STUDY QUESTIONS
A. In the BP well transcript, what is the name of the rig where the crew lands?
B. Carry on with the BP well transcript, starting after its final line.

TEXT FOR ANALYSIS
DOUG SUTTLES, COO, GLOBAL EXPLORATION, BP: Yes, that's the drill ship Enterprise, so that's the vessel that is right over the top of the well, and that's the vessel that is taking that production from the cap assembly up to the surface. And what you can see, that flare is the gas that's with the oil that's being burned off.

ROBERTS (voice-over): He has flown over the scene many times, but for BP chief operating officer Doug Suttles, this was his first opportunity to actually touch down on the rigs attempting to kill his runaway well.

SUTTLES: You're actually looking at something that's never been done before. In fact, we would have never even thought about having this big equipment this close together working like this.

ROBERTS: We land on the Development Driller III, the DD3, a brand-new rig sinking the first kill well deep beneath the ocean floor.

Immediately, we see a stark reminder of how we got to this point.

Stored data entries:
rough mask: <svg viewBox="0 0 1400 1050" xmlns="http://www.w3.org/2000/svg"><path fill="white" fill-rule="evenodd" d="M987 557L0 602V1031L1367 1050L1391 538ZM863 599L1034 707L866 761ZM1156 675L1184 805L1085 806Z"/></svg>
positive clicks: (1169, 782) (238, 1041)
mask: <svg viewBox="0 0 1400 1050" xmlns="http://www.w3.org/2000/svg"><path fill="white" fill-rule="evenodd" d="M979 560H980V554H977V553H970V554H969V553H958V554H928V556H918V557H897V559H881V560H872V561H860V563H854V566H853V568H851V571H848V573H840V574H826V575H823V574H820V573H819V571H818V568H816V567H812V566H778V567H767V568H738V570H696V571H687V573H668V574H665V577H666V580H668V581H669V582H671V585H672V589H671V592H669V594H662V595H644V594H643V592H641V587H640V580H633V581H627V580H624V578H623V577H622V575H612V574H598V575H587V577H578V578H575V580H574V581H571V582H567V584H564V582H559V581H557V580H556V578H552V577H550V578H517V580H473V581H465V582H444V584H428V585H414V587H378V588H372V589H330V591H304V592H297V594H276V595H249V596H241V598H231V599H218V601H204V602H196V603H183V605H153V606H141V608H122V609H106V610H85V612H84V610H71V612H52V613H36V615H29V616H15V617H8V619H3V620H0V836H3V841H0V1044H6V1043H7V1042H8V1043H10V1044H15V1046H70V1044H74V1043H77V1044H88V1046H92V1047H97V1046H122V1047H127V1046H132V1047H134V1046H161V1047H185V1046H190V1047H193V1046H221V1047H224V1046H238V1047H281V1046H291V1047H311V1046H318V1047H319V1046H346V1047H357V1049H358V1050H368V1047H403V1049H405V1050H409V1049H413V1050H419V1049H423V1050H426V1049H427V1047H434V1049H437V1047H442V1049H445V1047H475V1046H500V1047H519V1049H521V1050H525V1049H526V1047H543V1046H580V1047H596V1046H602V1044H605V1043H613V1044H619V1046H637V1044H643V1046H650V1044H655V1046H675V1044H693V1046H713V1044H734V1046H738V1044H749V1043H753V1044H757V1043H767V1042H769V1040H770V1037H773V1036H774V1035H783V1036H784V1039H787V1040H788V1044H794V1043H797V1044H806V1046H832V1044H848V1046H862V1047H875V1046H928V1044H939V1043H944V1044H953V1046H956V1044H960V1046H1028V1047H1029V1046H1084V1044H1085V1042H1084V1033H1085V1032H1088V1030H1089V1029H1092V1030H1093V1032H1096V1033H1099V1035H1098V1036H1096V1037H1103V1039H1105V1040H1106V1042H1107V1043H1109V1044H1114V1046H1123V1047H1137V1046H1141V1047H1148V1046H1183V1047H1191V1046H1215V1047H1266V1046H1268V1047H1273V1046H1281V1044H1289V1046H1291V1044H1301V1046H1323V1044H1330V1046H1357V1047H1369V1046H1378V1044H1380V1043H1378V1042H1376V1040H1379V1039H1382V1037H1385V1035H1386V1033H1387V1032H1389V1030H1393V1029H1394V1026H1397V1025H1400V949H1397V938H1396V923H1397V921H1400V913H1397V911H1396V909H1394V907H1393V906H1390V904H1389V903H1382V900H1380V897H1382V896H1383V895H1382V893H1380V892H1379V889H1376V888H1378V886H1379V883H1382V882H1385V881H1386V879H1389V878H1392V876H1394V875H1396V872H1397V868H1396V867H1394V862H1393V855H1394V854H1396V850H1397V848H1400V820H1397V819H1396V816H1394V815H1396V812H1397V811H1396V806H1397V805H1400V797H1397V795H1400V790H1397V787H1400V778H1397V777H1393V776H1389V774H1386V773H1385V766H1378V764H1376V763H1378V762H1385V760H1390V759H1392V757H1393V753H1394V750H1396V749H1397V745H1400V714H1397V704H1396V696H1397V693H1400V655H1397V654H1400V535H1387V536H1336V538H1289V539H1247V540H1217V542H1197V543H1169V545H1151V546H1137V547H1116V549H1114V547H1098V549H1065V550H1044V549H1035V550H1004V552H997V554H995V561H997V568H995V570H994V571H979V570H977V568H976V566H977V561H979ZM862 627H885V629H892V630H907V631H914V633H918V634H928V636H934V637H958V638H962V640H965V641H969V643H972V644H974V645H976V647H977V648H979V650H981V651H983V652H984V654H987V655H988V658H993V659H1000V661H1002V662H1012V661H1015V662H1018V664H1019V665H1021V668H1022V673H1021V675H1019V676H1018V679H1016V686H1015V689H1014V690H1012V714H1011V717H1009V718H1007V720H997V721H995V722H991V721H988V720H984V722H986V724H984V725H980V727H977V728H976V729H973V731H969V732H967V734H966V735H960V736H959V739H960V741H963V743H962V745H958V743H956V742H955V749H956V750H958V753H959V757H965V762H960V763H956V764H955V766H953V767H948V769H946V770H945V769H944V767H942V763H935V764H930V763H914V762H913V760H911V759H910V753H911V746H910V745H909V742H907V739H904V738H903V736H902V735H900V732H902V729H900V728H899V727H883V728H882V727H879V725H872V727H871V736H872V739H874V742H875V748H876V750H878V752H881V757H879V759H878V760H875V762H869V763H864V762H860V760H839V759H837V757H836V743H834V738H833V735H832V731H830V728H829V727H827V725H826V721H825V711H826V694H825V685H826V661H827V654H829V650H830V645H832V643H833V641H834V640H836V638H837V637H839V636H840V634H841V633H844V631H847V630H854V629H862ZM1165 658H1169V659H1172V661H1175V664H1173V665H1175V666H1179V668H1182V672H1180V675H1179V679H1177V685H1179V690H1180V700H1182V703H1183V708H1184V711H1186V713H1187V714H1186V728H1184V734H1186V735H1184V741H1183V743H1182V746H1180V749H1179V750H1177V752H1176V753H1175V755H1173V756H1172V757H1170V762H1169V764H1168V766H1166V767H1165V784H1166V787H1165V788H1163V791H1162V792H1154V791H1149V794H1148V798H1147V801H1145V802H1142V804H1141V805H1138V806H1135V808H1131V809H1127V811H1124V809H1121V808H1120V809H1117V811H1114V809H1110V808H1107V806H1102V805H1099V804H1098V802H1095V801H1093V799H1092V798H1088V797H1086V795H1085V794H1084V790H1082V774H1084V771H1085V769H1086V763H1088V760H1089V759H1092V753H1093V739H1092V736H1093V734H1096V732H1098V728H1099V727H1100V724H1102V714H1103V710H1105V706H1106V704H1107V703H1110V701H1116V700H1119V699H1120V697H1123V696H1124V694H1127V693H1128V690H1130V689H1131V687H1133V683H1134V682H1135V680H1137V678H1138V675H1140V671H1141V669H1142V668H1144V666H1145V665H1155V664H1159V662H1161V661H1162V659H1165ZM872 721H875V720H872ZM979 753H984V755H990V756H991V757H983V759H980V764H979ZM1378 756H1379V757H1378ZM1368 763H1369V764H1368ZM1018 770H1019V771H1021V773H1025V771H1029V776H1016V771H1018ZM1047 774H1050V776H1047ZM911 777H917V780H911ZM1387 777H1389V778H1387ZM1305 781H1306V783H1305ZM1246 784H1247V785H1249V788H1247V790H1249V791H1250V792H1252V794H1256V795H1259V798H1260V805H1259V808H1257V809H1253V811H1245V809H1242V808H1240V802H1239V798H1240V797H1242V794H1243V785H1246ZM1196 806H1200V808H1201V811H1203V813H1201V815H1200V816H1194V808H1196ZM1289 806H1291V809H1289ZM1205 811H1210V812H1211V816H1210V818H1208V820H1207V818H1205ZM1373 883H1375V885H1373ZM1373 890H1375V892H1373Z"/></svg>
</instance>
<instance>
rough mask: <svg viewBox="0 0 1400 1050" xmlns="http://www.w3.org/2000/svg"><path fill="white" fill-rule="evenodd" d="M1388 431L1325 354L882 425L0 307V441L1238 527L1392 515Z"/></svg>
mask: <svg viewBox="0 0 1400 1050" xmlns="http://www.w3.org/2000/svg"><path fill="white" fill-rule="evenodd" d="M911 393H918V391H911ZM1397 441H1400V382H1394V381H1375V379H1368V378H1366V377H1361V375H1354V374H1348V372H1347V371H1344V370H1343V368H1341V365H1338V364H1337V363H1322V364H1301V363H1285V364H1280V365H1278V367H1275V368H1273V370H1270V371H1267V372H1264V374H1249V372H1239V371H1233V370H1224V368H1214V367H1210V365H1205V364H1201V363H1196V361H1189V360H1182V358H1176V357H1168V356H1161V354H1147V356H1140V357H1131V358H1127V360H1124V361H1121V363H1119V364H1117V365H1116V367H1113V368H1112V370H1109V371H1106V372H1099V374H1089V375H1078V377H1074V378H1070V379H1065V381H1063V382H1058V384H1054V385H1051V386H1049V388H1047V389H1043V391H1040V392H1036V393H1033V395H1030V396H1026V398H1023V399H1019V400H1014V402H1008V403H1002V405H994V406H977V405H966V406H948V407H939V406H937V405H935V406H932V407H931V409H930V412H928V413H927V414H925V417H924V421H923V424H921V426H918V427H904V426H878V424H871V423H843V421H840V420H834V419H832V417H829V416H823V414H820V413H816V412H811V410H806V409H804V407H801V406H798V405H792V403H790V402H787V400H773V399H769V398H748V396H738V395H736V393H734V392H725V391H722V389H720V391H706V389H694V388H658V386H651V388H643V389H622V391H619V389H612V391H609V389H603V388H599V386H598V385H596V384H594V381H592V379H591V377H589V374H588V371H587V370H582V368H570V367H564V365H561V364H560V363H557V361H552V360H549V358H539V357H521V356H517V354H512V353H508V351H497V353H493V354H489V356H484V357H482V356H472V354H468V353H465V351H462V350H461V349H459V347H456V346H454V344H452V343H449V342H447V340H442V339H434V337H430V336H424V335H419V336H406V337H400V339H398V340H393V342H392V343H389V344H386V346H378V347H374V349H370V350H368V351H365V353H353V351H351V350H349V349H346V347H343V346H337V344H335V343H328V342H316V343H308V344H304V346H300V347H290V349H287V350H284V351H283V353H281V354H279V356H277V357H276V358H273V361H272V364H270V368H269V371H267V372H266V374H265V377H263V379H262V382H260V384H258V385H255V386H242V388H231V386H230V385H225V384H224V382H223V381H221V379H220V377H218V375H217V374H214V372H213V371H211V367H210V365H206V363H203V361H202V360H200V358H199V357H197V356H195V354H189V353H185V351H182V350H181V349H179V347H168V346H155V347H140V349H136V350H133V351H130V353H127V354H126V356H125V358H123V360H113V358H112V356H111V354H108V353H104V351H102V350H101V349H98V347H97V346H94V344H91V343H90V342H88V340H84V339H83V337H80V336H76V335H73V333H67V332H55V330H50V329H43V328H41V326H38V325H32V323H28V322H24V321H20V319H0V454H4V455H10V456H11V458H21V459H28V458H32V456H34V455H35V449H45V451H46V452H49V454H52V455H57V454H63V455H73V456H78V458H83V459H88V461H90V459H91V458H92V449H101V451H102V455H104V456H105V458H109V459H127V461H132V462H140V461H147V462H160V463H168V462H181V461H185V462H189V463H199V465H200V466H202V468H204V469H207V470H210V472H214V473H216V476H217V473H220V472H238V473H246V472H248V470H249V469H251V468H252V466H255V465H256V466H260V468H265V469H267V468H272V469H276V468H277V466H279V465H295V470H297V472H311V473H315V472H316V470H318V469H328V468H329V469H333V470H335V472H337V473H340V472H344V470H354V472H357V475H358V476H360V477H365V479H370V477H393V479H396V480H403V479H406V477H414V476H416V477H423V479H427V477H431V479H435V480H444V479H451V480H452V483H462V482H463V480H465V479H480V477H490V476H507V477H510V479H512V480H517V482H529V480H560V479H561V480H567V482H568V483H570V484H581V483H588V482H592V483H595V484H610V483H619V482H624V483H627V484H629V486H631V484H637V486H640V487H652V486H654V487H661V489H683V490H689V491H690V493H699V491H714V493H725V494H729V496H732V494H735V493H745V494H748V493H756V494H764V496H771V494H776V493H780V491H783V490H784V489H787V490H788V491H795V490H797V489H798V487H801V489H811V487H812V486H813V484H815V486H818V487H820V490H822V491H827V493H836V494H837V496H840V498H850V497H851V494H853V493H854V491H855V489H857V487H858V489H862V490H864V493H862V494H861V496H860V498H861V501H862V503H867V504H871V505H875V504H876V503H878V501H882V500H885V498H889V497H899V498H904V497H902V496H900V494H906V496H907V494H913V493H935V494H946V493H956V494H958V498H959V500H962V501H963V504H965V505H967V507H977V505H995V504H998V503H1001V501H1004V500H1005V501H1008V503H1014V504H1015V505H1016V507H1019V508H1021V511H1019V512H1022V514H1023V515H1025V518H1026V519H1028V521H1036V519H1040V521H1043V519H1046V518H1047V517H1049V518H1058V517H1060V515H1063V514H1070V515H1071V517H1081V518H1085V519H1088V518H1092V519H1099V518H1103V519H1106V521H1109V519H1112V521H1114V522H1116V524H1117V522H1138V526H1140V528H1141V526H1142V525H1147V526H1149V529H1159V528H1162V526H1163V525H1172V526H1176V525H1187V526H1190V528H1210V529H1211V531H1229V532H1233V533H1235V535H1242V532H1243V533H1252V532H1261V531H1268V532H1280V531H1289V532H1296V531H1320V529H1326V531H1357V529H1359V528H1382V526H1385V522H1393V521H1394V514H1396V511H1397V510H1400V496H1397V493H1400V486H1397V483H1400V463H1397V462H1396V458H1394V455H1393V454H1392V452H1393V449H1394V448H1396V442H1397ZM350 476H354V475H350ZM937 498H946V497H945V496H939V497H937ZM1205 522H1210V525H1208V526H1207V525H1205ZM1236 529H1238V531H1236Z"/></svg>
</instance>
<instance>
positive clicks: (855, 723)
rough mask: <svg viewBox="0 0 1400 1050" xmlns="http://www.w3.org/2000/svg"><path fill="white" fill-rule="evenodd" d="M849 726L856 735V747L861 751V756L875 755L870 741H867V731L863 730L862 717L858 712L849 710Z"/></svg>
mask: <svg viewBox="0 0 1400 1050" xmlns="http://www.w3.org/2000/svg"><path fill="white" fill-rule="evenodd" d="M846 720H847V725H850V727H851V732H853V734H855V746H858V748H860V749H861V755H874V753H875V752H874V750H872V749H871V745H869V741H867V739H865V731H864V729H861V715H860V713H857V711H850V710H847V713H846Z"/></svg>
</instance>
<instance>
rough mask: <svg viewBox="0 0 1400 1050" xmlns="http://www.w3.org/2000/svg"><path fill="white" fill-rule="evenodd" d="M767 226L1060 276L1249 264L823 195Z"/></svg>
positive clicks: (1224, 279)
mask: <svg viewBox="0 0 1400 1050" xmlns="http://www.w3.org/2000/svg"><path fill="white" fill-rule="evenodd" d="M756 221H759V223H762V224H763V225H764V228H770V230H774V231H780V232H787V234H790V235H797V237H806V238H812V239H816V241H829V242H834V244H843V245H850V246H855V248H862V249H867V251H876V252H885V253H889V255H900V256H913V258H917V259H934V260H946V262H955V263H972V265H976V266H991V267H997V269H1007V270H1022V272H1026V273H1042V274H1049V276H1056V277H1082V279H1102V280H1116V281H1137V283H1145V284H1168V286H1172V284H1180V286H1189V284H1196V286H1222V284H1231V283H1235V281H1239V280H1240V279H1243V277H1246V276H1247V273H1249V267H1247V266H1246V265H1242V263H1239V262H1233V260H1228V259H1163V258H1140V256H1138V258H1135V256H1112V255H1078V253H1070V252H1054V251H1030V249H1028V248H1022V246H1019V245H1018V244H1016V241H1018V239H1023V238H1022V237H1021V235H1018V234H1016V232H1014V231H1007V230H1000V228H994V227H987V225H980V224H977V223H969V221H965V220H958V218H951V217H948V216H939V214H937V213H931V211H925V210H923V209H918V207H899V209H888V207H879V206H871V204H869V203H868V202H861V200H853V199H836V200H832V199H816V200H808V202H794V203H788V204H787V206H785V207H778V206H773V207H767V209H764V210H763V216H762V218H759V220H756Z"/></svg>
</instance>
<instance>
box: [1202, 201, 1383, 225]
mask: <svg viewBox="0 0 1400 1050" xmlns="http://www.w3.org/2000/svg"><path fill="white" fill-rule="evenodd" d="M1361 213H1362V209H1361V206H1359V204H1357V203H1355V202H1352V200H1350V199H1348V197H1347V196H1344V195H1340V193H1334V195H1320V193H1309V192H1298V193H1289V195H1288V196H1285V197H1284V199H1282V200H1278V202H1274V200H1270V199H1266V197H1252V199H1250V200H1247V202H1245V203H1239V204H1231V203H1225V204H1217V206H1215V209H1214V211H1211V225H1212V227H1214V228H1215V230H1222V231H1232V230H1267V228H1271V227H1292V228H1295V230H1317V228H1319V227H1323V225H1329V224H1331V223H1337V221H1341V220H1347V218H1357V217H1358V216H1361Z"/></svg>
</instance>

EXERCISE RESPONSES
A. They land on the Development Driller III, the DD3.

B.
(on camera): As you arrive on the development driller 3, you arrive with this safety sign, "Days without lost time injury, days without major events," and you see 52, 52 days since the Deepwater Horizon exploded and sank.

(voice-over): But we also get our very first shipboard look at the first piece of good news since the disaster unfolded.

SUTTLES: First of all, you can see down in the water. I can tell you, in the days after it started, this would have been brown oil. So even though it's horrible to look at, it looks a lot better than what it looked like the first few days.

Part of it is what's happening right there. That's sitting right on top of the well. Yesterday, we got 15,000 barrels of oil up through there. If that hadn't been there, it would have been oil in the sea.

ROBERTS: It's clear that the catastrophe aboard the Deepwater Horizon has had a profound effect on this drilling crew. Brian West shows me one of his remarkable ROVs that serve as the technician's hands and eyes in the crushing depths of the ocean.

(on camera): What can be put on the arms?

BRIAN WEST, TECHNICIAN: Anything you can think of. We put shears, cutters, grinders.

(voice-over): But look on the side of the rig, there it is again, "Horizon 11."

WEST: The industry is changes because of this event.

ROBERTS (on camera): How do you think it's going to change the industry?

WEST: There are going to be a lot of safety changes, I'm sure, a lot of procedural changes. Everybody is going to be looking at drilling these wells and doing these operations totally different.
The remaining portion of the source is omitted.